- [Reading passage]
*** Block opens ***
BASH scripting: problem with file formatting.

suse_nerd · 12-03-2009, 04:28 AM

I am trying to do a script which depends on

Code:

cat file | while read i;
do
....
.... 
done

I do some scripting on the html output. An example source file can be found here (which would be $s in the line of code below)
http://www.dodgybloke.co.uk/11191S2E

Code:

cat $s | egrep 'RB|RT' |  sed '1,2d' |  sed -e :a -e 's/<[^>]*>//g;/</N;//ba' |  sed 's/^[ \t]*//' |  tr ',' '\n' >> $s.trackingfound

The file produced looks like this (when a simple command such as

Code:

 cat *.trackingfound >> broken

is performed to get all the data into one file

Code:

george@linux-z40o:~> cat broken

RB116413492HK

RB116413492HK
RT040029841HK
RT040029461HK
RT040029841HK
RT040029461HK

However closer examination reveals this is how read is seeing it.

Code:

george@linux-z40o:~/> cat broken | while read i; do  echo "*S*" $i "*E*"; done
 *E*
 *E*RB116413492HK
 *E*
 *E*RB116413492HK
*S* RT040029841HK *E*
 *E*RT040029461HK
*S* RT040029841HK *E*
 *E*RT040029461HK

You can see the file is, as the name suggests, completely broken and only the last and third from last line is read in correctly into my script. I would like to know how to fix it or get each "word" into a variable using another method.

SED and awk commands to remove blank lines have been fruitless.
Perhaps I need to put everything back onto a single line, then re-separate at the point of RB or RT or after every 13th character. In which case, some of the commands describe above can probably be changed.

As you can see, I am trying to parse the "tracking numbers" from the html.

David the H. · 12-03-2009, 07:11 AM

Let me see if I understand correctly. You want to extract only the tracking numbers from the source code of the html documents like the example page you gave, right? And the numbers you want always start with RB or RT?

I tried the extraction string you posted on the page you gave, and it gave me the following output:

Code:

testpage=$(wget -O- http://www.dodgybloke.co.uk/11191S2E)
*** Block closes ***
- [Extracted data]
*** Block opens ***
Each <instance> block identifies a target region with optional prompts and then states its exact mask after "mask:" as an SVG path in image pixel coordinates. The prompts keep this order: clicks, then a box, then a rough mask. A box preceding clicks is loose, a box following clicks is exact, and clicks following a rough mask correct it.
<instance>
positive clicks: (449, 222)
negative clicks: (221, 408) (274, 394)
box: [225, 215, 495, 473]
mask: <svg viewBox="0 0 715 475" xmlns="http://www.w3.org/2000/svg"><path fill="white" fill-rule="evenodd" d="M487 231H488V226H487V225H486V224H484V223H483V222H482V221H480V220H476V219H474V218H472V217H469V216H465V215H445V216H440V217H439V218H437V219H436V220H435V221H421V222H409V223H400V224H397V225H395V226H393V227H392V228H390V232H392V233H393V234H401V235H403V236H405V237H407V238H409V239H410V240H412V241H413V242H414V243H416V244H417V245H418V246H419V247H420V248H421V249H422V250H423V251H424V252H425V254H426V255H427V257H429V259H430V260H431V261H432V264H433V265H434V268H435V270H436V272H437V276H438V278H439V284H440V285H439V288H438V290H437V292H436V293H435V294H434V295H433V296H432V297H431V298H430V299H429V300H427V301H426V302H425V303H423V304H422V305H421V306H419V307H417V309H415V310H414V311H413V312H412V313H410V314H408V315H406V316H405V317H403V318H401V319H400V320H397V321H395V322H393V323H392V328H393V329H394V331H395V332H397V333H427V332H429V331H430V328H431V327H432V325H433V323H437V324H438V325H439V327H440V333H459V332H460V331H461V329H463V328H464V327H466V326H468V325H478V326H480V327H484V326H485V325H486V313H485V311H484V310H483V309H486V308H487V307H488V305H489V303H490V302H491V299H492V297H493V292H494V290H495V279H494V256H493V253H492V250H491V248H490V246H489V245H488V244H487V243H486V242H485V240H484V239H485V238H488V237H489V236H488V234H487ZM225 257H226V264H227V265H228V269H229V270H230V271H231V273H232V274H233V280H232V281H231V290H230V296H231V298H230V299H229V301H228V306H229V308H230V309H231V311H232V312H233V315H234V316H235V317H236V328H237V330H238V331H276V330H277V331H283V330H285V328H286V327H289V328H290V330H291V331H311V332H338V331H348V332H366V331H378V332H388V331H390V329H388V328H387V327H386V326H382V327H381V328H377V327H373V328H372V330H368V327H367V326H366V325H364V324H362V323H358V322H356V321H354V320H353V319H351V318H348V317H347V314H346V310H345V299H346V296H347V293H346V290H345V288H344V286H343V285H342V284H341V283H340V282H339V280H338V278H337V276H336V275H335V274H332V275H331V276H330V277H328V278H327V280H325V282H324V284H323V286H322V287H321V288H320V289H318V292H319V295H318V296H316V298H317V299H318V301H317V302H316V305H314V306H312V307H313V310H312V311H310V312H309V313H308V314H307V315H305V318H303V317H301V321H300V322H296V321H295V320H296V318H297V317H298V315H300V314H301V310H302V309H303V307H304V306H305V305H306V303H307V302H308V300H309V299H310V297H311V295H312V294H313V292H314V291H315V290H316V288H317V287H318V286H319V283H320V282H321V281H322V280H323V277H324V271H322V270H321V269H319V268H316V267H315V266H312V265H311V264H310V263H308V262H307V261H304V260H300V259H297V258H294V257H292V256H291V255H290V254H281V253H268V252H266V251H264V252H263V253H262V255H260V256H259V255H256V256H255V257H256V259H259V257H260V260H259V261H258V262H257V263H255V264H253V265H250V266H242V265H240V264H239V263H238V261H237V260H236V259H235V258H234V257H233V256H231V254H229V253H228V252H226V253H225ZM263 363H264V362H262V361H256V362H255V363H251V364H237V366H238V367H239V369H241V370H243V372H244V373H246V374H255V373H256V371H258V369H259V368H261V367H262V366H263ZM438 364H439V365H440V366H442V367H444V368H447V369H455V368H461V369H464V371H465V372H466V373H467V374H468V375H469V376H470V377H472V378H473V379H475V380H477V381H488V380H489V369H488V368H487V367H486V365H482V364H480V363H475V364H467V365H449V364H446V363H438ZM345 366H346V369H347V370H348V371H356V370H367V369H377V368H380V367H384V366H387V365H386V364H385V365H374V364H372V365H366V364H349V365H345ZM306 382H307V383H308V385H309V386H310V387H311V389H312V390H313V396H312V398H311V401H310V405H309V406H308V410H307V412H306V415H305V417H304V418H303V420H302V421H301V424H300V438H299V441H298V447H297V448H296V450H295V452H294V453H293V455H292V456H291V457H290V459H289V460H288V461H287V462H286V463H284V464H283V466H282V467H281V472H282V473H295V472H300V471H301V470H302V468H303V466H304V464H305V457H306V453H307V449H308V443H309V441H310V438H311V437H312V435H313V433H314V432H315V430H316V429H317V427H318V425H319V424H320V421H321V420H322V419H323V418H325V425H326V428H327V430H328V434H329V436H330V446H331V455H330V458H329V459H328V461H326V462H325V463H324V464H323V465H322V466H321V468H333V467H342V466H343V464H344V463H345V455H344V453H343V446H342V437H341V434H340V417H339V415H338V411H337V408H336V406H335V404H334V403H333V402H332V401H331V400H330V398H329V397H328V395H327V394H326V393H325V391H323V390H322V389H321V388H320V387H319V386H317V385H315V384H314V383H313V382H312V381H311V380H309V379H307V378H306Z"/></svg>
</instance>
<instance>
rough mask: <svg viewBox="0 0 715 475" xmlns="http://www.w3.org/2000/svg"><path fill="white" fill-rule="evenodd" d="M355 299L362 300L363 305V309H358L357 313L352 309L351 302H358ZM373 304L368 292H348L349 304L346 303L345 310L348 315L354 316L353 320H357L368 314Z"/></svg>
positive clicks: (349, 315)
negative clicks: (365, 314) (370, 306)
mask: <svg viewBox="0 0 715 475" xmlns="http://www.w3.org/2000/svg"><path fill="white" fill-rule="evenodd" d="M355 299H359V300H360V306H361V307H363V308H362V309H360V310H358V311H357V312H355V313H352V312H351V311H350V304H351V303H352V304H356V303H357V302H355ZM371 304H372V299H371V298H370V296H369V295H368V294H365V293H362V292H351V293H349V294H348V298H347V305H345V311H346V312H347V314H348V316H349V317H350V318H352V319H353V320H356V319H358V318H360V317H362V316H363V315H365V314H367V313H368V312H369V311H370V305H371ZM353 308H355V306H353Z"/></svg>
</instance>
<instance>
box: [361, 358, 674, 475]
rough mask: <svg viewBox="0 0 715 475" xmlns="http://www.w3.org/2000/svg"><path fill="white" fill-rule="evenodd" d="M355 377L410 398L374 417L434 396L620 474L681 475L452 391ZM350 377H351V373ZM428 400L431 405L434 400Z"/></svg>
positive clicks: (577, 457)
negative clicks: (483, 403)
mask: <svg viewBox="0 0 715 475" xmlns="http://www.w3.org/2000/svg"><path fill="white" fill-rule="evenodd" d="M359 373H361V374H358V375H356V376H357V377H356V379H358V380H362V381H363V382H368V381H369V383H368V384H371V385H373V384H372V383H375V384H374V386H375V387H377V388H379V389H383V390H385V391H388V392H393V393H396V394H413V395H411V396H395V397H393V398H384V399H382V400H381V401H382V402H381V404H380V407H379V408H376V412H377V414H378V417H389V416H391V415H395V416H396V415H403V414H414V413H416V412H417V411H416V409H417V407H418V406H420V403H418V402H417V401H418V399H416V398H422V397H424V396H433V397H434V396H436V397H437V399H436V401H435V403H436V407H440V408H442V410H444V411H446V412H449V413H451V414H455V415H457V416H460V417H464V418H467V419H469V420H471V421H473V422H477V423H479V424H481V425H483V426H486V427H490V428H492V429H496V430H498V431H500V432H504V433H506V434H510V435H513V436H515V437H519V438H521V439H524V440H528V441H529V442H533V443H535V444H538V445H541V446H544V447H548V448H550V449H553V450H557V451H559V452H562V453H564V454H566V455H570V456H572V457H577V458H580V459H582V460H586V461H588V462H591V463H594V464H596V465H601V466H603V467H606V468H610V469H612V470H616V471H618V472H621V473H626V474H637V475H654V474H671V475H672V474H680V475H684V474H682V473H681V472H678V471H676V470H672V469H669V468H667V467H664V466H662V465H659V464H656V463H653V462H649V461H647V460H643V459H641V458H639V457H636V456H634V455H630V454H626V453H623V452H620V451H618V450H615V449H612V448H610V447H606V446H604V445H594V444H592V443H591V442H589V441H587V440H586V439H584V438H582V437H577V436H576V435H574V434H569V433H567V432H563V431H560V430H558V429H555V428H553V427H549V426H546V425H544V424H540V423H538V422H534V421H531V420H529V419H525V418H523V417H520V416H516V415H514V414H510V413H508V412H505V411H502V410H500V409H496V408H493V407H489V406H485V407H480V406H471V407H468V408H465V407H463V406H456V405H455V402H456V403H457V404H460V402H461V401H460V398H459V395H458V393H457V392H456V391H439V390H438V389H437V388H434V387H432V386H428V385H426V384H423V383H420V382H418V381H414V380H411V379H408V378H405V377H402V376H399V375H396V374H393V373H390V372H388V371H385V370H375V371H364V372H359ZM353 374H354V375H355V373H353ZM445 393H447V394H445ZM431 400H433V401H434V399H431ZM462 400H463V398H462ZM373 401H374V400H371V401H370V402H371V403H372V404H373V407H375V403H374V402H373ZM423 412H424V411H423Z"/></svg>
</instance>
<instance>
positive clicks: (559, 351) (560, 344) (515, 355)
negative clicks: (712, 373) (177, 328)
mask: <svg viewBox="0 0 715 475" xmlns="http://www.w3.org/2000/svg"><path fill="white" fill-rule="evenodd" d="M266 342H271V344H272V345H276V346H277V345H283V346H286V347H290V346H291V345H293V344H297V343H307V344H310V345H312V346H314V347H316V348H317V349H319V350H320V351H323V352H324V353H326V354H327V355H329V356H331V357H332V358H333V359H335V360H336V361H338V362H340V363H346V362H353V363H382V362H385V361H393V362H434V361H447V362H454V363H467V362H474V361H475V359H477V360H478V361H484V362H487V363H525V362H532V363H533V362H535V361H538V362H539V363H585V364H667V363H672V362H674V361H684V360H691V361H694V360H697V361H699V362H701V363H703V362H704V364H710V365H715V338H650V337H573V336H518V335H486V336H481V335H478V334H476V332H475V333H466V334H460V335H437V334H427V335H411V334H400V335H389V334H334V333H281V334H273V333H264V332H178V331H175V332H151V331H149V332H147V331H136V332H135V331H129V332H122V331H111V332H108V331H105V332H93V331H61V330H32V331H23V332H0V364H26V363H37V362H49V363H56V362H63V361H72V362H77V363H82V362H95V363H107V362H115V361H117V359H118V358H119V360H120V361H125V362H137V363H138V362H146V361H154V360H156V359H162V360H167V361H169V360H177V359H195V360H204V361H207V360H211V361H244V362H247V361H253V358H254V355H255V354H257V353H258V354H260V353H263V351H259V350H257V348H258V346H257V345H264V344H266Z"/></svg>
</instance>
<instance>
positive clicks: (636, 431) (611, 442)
*** Block closes ***
- [Directive] In the forum thread about BASH file formatting, do these statements agree with the text? Answer yes or no for each, quoting the deciding words. 1. The original poster found that SED and awk commands to remove blank lines worked. 2. The reply asks whether the wanted numbers always start with RB or RT. 3. The original poster is trying to parse tracking numbers from the html. Draw only on the forum thread, not on the items, when answering.

- [Exercise output]
1. No: "SED and awk commands to remove blank lines have been fruitless."
2. Yes: "And the numbers you want always start with RB or RT?"
3. Yes: "I am trying to parse the "tracking numbers" from the html."